* _WHAT THIS TASK INVOLVES_
Transcribe every line of the listing below without any deviation.

* _STORED RECORDS_
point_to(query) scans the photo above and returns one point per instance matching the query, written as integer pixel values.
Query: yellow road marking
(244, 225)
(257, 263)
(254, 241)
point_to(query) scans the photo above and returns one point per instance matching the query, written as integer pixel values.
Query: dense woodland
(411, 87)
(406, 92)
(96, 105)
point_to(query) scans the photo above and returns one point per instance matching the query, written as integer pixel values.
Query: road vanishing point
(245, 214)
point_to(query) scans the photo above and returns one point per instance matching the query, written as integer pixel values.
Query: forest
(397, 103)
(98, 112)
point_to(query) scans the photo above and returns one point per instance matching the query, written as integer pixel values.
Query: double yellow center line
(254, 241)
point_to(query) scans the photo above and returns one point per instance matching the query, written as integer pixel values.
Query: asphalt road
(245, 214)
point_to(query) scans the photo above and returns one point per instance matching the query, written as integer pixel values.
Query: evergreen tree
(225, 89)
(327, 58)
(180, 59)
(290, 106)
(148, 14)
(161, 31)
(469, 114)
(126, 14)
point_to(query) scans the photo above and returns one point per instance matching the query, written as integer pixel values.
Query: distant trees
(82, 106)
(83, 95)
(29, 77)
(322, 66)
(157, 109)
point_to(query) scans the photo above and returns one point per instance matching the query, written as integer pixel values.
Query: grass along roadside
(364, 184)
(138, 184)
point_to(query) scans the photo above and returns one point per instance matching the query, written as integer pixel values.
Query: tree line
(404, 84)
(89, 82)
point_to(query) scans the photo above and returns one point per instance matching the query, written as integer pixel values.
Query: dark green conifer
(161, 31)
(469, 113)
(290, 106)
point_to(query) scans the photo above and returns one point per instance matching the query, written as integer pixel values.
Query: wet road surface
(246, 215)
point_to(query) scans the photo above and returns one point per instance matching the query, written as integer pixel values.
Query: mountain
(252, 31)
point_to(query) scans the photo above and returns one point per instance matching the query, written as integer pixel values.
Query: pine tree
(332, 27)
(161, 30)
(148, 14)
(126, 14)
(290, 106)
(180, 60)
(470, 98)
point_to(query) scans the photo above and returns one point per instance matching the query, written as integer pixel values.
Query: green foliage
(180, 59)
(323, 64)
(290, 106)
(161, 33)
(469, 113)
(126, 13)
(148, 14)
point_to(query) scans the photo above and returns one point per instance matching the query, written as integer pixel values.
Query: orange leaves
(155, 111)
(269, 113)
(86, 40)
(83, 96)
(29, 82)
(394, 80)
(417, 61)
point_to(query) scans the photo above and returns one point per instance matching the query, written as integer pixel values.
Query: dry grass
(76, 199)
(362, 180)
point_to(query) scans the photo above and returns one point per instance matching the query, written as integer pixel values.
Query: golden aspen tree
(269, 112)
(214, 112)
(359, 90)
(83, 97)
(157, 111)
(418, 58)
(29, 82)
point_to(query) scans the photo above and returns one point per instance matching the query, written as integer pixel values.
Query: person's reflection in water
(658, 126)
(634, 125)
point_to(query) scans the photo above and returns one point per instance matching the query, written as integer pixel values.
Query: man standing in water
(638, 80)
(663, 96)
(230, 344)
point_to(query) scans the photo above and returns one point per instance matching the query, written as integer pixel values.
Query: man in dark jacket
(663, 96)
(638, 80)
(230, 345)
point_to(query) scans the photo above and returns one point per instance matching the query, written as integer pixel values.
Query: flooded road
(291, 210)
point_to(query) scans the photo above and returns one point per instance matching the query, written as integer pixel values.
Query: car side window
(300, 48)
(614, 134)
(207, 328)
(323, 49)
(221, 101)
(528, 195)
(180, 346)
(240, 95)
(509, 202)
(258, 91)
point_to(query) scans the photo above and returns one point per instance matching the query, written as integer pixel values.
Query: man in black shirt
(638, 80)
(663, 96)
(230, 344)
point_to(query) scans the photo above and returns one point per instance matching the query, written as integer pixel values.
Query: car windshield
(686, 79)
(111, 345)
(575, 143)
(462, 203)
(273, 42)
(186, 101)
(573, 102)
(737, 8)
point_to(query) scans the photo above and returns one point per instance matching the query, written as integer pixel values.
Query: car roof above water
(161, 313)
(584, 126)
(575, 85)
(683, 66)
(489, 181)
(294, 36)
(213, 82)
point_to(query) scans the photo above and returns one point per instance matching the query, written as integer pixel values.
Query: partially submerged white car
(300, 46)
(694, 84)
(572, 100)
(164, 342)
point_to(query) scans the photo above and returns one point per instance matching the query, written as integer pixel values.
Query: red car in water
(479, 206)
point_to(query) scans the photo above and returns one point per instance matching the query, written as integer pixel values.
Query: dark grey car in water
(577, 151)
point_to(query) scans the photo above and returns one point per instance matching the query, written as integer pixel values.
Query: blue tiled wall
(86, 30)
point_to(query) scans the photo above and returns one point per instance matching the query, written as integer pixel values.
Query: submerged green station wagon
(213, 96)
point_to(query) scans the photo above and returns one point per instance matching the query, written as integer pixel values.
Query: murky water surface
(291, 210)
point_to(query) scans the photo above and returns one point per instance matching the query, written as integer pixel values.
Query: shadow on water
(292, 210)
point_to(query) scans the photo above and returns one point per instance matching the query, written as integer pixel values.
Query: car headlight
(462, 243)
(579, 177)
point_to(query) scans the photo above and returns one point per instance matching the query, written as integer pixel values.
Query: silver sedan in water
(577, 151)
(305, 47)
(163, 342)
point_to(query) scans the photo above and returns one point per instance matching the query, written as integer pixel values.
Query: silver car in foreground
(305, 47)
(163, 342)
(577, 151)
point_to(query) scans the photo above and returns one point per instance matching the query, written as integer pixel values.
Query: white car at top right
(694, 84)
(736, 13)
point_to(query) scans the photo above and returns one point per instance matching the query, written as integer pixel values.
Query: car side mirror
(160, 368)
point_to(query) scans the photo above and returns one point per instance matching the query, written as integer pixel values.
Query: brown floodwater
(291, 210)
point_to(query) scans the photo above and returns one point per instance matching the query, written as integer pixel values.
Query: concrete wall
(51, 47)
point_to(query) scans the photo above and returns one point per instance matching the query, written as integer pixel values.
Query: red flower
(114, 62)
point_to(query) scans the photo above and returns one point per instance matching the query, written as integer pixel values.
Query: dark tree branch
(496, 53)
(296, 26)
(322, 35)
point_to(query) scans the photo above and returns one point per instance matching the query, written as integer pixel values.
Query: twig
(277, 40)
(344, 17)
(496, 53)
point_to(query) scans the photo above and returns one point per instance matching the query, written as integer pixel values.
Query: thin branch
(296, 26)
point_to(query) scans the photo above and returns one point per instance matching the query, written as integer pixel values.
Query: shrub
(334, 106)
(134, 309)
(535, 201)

* _OUTPUT FOR THIS EXERCISE_
point_to(query) scans the photo above and returns one point per instance matching the query, written as integer pixel values.
Query: yellow road marking
(244, 225)
(257, 263)
(254, 241)
point_to(query) scans the photo above and returns one point per instance matching the query, written as integer pixel values.
Query: dense woodland
(411, 87)
(406, 92)
(96, 105)
point_to(query) scans the photo above and returns one point per instance matching the query, written as integer pixel values.
Query: road vanishing point
(245, 214)
point_to(query) scans the photo above and returns one point per instance matching the query, written as integer pixel values.
Query: forest
(397, 103)
(98, 112)
point_to(query) scans the photo above and returns one point per instance matching the query, written as integer pixel values.
Query: double yellow center line
(254, 241)
point_to(query) scans the photo above and returns one point per instance matching the query, written as integer pixel values.
Query: asphalt road
(245, 214)
point_to(query) scans the photo above and returns one point per instance matching the query, written as integer pixel values.
Query: evergreen tree
(225, 89)
(327, 58)
(180, 59)
(290, 106)
(148, 14)
(161, 31)
(469, 114)
(126, 14)
point_to(query) scans the photo above and returns one point per instance matching the query, written as integer pixel values.
Query: distant trees
(82, 106)
(83, 95)
(29, 77)
(322, 66)
(157, 109)
point_to(query) scans the photo above and returns one point per instance matching the query, written as integer pixel values.
Query: grass along roadside
(364, 184)
(138, 184)
point_to(query) scans the photo above and returns one point per instance matching the query, written as integer pixel values.
Query: tree line
(404, 84)
(89, 82)
point_to(query) scans the photo above and returns one point per instance matching the query, written as integer pixel values.
Query: dark green conifer
(161, 31)
(469, 113)
(290, 106)
point_to(query) scans the photo above and returns one point per instance matching the query, written as integer pixel values.
Query: wet road surface
(246, 215)
point_to(query) scans the photo above and returns one point per instance matching the query, written as integer pixel values.
Query: mountain
(252, 31)
point_to(query) scans the photo above and returns one point per instance matching the query, written as integer pixel values.
Query: pine tree
(332, 27)
(161, 30)
(148, 14)
(126, 14)
(290, 106)
(180, 60)
(470, 98)
point_to(query) scans the photo above and returns one point per instance matching the query, written as integer pixel values.
Query: green foliage
(180, 59)
(323, 64)
(290, 106)
(161, 33)
(469, 113)
(126, 13)
(148, 14)
point_to(query) scans the photo above and returns one point per instance matching the query, written as integer pixel values.
Query: orange leaves
(155, 111)
(269, 113)
(86, 40)
(83, 96)
(29, 82)
(394, 80)
(417, 61)
point_to(query) scans the photo above and returns one point per instance matching the query, written as integer pixel values.
Query: dry grass
(76, 199)
(362, 180)
point_to(query) scans the photo above and returns one point per instance matching the query, written as integer pixel values.
Query: golden aspen tree
(269, 112)
(214, 112)
(359, 90)
(83, 97)
(157, 111)
(418, 58)
(29, 82)
point_to(query) scans the photo above and returns one point per instance matching the query, written as integer pixel values.
Query: person's reflection in water
(658, 126)
(634, 125)
point_to(query) scans the photo above and returns one point per instance matching the query, written as integer pixel values.
Query: man standing in water
(638, 80)
(663, 96)
(230, 344)
point_to(query) scans the photo above and returns one point per instance matching the query, written as integer pixel values.
Query: man in dark jacket
(663, 96)
(638, 80)
(230, 345)
point_to(query) scans the photo above and returns one point per instance matching the query, written as integer pixel values.
Query: flooded road
(291, 210)
point_to(query) scans the photo above and returns one point per instance matching the query, written as integer pixel values.
Query: car side window
(300, 48)
(614, 134)
(207, 328)
(323, 49)
(221, 101)
(528, 195)
(180, 346)
(240, 95)
(509, 202)
(258, 91)
point_to(query) scans the photo above and returns one point per instance matching the query, written as integer pixel values.
Query: man in black shirt
(638, 80)
(663, 96)
(230, 344)
point_to(query) scans the photo above and returns one point per instance matching the query, written as integer pixel values.
Query: car windshield
(686, 79)
(111, 345)
(575, 143)
(462, 203)
(273, 42)
(186, 101)
(573, 102)
(737, 8)
point_to(query) scans the photo above and returns one point per instance matching the query, written as integer pixel values.
Query: car roof above water
(161, 313)
(584, 126)
(575, 85)
(683, 66)
(489, 181)
(294, 36)
(213, 82)
point_to(query) scans the photo above and returns one point per instance matching the query, written as integer pixel values.
Query: partially submerged white car
(300, 46)
(694, 84)
(572, 100)
(164, 342)
point_to(query) scans the photo above and returns one point per instance matching the query, written as integer pixel values.
Query: red car in water
(479, 206)
point_to(query) scans the photo above and returns one point per instance matching the query, written as integer pixel values.
Query: dark grey car in water
(577, 151)
point_to(query) scans the photo above and returns one point per instance matching the query, written as integer pixel values.
Query: blue tiled wall
(86, 30)
point_to(query) scans the photo above and returns one point per instance matching the query, written as integer pixel values.
Query: submerged green station wagon
(213, 96)
point_to(query) scans the photo above and returns one point per instance matching the query, written as integer pixel values.
Query: murky water surface
(291, 210)
point_to(query) scans the photo above and returns one point per instance matching the query, written as integer pixel values.
Query: shadow on water
(292, 210)
point_to(query) scans the photo above and returns one point per instance matching the query, written as integer pixel values.
Query: car headlight
(462, 243)
(579, 177)
point_to(query) scans the photo above and returns one point per instance matching the query, written as integer pixel values.
Query: silver sedan in water
(577, 151)
(305, 47)
(163, 342)
point_to(query) scans the photo above and returns one point per instance matching the query, written as integer pixel values.
Query: silver car in foreground
(305, 47)
(163, 342)
(577, 151)
point_to(query) scans the photo above and returns one point per instance matching the query, written as integer pixel values.
Query: white car at top right
(694, 84)
(736, 13)
point_to(query) scans the photo above and returns one point per instance matching the query, written as integer pixel values.
Query: car side mirror
(160, 368)
point_to(query) scans the photo above and returns one point per instance matching the query, written as integer pixel values.
Query: brown floodwater
(291, 210)
point_to(query) scans the photo above and returns one point per instance matching the query, written as integer pixel values.
Query: concrete wall
(51, 47)
point_to(query) scans the photo above and returns one point per instance matching the query, written as integer pixel values.
Query: red flower
(114, 62)
point_to(query) scans the photo above and returns one point per instance matching the query, written as integer pixel values.
Query: dark tree branch
(496, 53)
(296, 26)
(322, 35)
point_to(query) scans the photo above and returns one point per instance matching the query, written as integer pixel values.
Query: twig
(277, 40)
(344, 17)
(496, 53)
point_to(query) scans the photo above and returns one point per instance matching the query, written as integer pixel values.
Query: thin branch
(296, 26)
point_to(query) scans the photo above and returns one point per instance matching the query, written as integer pixel values.
Query: shrub
(334, 106)
(134, 309)
(535, 201)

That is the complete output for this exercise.